Quote the records below verbatim, leaving out the pictures.

########

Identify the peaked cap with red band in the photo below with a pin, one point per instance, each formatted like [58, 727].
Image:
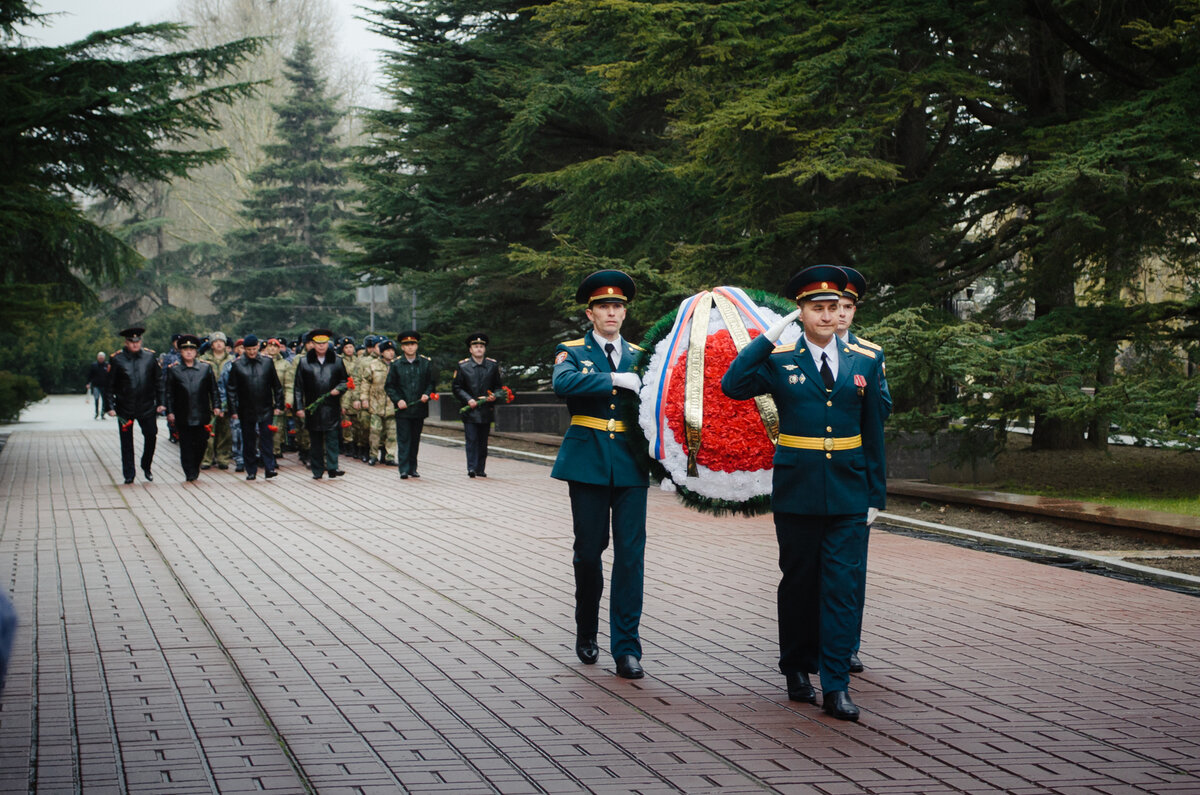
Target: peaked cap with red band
[606, 286]
[816, 284]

########

■ Answer for this exercise
Identify the peaked cap with red band in the photo below with a pin, one point per instance, each formatted like [58, 727].
Image:
Target: peaked cap with red band
[606, 286]
[816, 284]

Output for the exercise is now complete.